(A block of data)
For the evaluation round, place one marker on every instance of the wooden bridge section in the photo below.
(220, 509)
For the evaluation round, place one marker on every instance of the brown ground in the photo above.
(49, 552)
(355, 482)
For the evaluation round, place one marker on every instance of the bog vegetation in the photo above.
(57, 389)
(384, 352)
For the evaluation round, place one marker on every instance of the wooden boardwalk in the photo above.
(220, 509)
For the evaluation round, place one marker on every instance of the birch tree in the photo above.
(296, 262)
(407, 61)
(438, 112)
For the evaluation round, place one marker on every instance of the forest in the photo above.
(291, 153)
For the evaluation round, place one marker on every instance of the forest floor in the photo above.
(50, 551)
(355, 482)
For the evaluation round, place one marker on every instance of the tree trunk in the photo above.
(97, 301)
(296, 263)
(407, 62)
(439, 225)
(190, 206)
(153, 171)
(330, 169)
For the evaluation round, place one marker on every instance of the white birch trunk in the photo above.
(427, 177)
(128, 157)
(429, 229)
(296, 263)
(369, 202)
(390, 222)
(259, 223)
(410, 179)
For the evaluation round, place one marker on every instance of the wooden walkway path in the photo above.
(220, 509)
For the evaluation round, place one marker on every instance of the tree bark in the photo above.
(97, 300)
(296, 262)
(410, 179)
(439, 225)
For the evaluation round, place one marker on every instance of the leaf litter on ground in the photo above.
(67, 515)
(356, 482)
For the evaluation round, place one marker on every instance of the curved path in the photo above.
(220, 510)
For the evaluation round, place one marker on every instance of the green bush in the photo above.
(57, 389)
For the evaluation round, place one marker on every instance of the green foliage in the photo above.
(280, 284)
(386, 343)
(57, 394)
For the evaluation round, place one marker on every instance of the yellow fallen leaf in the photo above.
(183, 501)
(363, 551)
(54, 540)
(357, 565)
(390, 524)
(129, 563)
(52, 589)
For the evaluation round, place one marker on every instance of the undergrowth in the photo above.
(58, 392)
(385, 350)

==

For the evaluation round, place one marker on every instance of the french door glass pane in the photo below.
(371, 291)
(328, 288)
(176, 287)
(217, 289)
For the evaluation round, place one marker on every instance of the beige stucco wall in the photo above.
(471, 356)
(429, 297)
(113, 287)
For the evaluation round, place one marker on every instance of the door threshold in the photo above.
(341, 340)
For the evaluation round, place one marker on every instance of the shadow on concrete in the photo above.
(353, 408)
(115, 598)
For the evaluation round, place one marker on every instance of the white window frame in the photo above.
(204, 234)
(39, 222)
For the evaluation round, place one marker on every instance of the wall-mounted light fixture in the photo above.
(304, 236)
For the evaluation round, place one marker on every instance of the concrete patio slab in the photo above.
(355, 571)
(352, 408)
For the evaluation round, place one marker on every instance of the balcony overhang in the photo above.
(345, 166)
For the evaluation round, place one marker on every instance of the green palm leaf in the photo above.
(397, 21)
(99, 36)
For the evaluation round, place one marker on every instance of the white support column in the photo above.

Exercise aim:
Copy the data word for word, starting at the line containing "frame in the photo above." and ending at the line containing "column in the photo above.", with both of those lines included.

Solution for this task:
For the evaluation round, place one marker on every instance of the white window frame in the photo above.
(204, 234)
(39, 222)
For the evaluation round, place one marker on every instance of the wall-mounted light fixture in the photo above.
(304, 236)
For the evaluation round, place one marker on every instance of the concrete patio slab in the photo above.
(355, 571)
(352, 408)
For the evaluation round, place one marker on every instance of the balcony overhang in the photo above.
(345, 166)
For the evaluation round, place one marker on every instance of the green palm leaf in the photo above.
(397, 21)
(99, 36)
For the evaluation round, place one marker on every instance of the white support column in the photo above.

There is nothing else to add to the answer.